◆ **Written request**:
Turn every line of the data below into a numbered list, leaving out any blank lines.

◆ **Material to process**:
=======
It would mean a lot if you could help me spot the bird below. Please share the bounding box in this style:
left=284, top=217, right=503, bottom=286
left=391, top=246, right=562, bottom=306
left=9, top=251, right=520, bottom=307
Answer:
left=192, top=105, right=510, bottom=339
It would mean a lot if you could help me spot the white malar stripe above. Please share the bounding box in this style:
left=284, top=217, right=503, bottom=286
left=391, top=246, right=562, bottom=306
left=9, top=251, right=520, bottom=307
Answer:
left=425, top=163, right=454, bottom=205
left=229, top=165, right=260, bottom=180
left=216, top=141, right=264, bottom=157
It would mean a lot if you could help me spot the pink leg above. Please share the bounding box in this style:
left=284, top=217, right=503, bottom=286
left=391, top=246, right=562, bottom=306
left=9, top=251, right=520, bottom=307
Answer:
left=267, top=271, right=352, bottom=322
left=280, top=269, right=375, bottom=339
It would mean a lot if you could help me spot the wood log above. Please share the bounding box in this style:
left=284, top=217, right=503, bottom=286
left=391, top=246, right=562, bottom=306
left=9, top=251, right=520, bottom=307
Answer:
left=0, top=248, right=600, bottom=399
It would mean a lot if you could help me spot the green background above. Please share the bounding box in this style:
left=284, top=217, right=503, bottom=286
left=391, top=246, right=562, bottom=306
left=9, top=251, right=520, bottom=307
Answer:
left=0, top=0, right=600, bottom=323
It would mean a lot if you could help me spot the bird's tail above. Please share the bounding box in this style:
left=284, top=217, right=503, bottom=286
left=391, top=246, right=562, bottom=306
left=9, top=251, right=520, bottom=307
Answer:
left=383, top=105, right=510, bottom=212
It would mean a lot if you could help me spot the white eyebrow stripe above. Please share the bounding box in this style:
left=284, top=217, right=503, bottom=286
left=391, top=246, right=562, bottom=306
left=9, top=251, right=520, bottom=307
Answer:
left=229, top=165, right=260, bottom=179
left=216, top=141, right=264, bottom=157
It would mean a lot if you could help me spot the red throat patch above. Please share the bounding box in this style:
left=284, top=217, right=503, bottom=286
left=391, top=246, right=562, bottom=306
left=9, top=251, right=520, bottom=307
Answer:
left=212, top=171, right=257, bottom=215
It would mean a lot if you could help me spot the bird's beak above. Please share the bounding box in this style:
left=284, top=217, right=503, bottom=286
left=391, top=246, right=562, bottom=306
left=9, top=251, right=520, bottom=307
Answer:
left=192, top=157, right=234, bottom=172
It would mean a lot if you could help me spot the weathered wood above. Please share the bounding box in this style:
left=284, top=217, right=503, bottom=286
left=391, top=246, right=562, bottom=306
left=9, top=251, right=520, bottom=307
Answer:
=======
◆ **Written solution**:
1. It would mean a lot if you could help me spot the bird below. Please share the bounding box in this style:
2. left=284, top=217, right=503, bottom=286
3. left=391, top=246, right=562, bottom=306
4. left=9, top=251, right=520, bottom=307
5. Answer:
6. left=192, top=105, right=510, bottom=339
7. It would mean a lot if you could help me spot the white malar stripe above. Please share the bounding box in this style:
8. left=284, top=217, right=503, bottom=286
9. left=391, top=246, right=562, bottom=306
10. left=9, top=251, right=520, bottom=307
11. Answer:
12. left=425, top=163, right=454, bottom=205
13. left=229, top=165, right=260, bottom=180
14. left=216, top=141, right=264, bottom=157
15. It would mean a lot if you could help me spot the pink leg above. Please share the bounding box in this style:
16. left=284, top=217, right=503, bottom=286
17. left=391, top=246, right=562, bottom=306
18. left=9, top=251, right=520, bottom=307
19. Answer:
20. left=267, top=271, right=352, bottom=322
21. left=280, top=269, right=375, bottom=339
22. It would mean a lot if you could help me spot the wood log above. Please share the bounding box in this style:
23. left=284, top=217, right=503, bottom=286
24. left=391, top=246, right=562, bottom=306
25. left=9, top=251, right=520, bottom=307
26. Answer:
27. left=0, top=248, right=600, bottom=399
28. It would mean a lot if you could help me spot the green background above. Please share the bounding box in this style:
29. left=284, top=217, right=503, bottom=286
30. left=391, top=246, right=562, bottom=306
31. left=9, top=251, right=520, bottom=307
32. Answer:
33. left=0, top=0, right=600, bottom=323
34. It would mean a lot if you could help me spot the bird's tail above. Please share the bounding box in this style:
35. left=284, top=217, right=503, bottom=286
36. left=391, top=246, right=562, bottom=306
37. left=9, top=251, right=520, bottom=307
38. Answer:
39. left=383, top=105, right=510, bottom=212
40. It would mean a lot if you could help me spot the white eyebrow stripe above. Please share the bounding box in this style:
41. left=284, top=217, right=503, bottom=286
42. left=391, top=246, right=562, bottom=306
43. left=9, top=251, right=520, bottom=307
44. Answer:
45. left=229, top=165, right=260, bottom=179
46. left=216, top=141, right=264, bottom=157
47. It would mean a lot if you could help me spot the red throat patch above. Please share the bounding box in this style:
48. left=284, top=217, right=503, bottom=286
49. left=391, top=246, right=562, bottom=306
50. left=9, top=251, right=520, bottom=307
51. Answer:
52. left=212, top=171, right=257, bottom=215
53. It would mean a lot if you could help me spot the bird's beak above. Please share the bounding box in this style:
54. left=284, top=217, right=503, bottom=286
55. left=391, top=246, right=562, bottom=306
56. left=9, top=251, right=520, bottom=307
57. Answer:
58. left=192, top=157, right=234, bottom=172
59. It would mean a lot if you could help me spot the weathered wood above. Please share the bounding box in this style:
60. left=284, top=217, right=503, bottom=286
61. left=391, top=246, right=562, bottom=306
62. left=9, top=251, right=520, bottom=307
63. Answer:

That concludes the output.